◆ **Work instruction**
Say, as a bare number, how many lines of the listing hold "dirt".

◆ **The input**
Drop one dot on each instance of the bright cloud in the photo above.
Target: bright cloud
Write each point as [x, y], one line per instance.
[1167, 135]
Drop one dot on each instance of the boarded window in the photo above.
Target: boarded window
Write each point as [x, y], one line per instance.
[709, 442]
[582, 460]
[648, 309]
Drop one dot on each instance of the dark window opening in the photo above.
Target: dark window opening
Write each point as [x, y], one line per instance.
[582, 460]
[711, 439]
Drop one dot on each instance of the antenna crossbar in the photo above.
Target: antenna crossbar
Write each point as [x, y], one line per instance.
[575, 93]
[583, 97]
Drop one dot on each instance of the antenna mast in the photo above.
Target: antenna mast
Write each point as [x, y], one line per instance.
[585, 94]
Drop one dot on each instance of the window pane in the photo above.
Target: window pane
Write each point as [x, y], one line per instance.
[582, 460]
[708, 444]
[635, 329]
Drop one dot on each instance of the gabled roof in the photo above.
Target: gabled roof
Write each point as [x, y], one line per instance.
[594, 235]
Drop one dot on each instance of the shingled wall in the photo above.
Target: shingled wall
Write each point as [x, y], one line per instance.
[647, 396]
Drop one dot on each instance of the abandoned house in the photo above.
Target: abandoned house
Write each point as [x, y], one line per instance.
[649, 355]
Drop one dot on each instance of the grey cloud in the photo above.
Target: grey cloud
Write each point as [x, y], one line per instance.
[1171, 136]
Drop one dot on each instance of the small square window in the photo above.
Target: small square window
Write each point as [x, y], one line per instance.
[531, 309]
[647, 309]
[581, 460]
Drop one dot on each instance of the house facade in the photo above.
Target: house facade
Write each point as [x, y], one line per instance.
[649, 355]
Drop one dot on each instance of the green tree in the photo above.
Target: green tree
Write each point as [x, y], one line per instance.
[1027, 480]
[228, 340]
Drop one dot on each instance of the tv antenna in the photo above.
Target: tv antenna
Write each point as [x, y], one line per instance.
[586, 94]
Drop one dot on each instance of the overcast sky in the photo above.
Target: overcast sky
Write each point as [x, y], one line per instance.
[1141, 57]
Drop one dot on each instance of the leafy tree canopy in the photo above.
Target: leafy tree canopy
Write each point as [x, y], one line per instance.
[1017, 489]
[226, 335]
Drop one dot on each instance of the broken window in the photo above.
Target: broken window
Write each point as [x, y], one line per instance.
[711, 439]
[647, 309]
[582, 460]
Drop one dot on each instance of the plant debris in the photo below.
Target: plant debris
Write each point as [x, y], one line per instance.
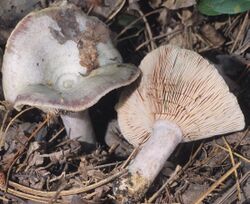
[39, 163]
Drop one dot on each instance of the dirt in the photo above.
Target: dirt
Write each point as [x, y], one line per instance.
[38, 163]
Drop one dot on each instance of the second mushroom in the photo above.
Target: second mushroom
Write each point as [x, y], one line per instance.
[61, 60]
[181, 97]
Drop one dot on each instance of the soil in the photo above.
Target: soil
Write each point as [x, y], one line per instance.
[40, 164]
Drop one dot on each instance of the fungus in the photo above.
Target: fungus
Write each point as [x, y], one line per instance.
[180, 98]
[61, 60]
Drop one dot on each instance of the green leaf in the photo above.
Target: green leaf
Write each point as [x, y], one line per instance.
[217, 7]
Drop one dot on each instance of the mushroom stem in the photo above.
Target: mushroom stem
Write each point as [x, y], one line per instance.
[149, 161]
[78, 126]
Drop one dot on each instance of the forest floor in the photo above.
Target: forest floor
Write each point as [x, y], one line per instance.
[39, 163]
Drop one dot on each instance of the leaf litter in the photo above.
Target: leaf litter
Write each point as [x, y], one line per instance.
[40, 164]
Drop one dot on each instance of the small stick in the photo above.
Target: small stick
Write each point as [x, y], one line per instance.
[226, 196]
[67, 192]
[171, 178]
[10, 123]
[235, 153]
[242, 27]
[133, 153]
[233, 163]
[217, 183]
[56, 135]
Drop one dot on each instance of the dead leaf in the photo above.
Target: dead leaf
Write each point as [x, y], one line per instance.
[177, 4]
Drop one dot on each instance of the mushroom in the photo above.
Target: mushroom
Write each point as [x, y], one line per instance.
[62, 61]
[180, 98]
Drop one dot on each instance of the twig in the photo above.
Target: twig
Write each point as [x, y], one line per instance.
[235, 153]
[226, 196]
[116, 9]
[20, 152]
[242, 27]
[133, 153]
[149, 31]
[56, 135]
[66, 192]
[217, 183]
[10, 123]
[233, 163]
[171, 178]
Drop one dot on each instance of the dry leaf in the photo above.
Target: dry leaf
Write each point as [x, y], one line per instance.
[177, 4]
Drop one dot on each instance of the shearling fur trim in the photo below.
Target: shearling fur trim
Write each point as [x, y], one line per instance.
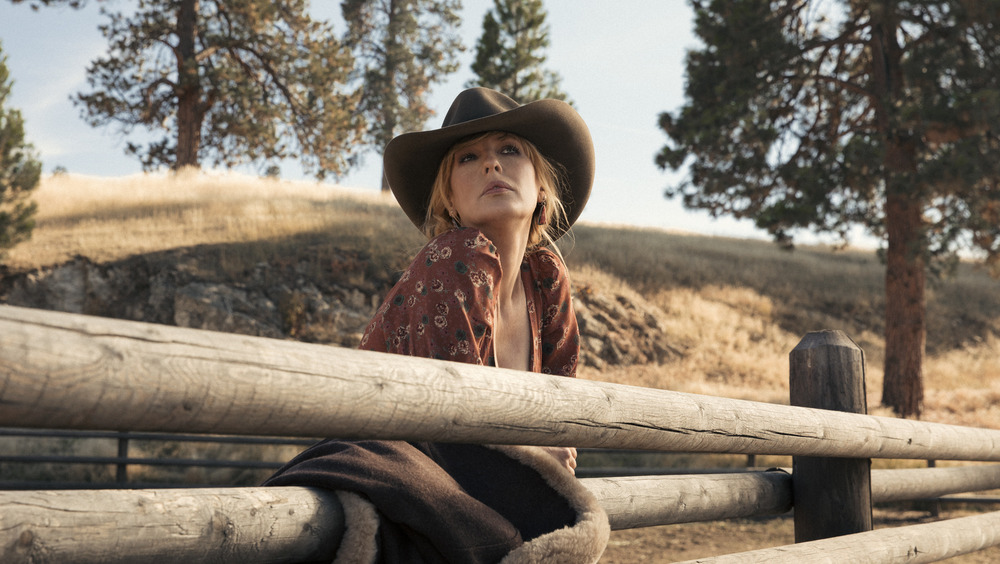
[359, 544]
[583, 542]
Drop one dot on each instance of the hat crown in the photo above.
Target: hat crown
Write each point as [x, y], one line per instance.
[477, 103]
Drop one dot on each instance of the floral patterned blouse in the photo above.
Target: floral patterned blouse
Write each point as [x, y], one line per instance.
[443, 306]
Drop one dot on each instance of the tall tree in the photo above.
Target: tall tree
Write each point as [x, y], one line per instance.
[231, 82]
[822, 115]
[510, 54]
[19, 170]
[402, 48]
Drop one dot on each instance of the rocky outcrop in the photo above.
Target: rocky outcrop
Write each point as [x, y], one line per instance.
[294, 300]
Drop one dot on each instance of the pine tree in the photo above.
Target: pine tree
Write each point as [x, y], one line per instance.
[825, 115]
[19, 170]
[510, 53]
[229, 82]
[403, 47]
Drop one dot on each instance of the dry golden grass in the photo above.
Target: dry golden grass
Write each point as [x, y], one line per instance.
[735, 307]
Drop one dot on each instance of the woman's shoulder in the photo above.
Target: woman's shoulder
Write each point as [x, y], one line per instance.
[463, 237]
[460, 244]
[547, 269]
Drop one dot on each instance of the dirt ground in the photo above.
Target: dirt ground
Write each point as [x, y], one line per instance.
[689, 541]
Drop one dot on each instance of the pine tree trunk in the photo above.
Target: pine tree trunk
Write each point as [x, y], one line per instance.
[905, 273]
[905, 308]
[189, 87]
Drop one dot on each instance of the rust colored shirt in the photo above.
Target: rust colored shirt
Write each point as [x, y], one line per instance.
[444, 307]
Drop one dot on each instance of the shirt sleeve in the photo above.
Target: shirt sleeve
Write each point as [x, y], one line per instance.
[443, 305]
[559, 331]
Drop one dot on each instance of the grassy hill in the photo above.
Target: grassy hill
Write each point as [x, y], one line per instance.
[735, 308]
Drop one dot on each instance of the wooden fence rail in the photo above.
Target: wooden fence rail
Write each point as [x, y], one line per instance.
[78, 372]
[74, 372]
[294, 524]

◆ **Response**
4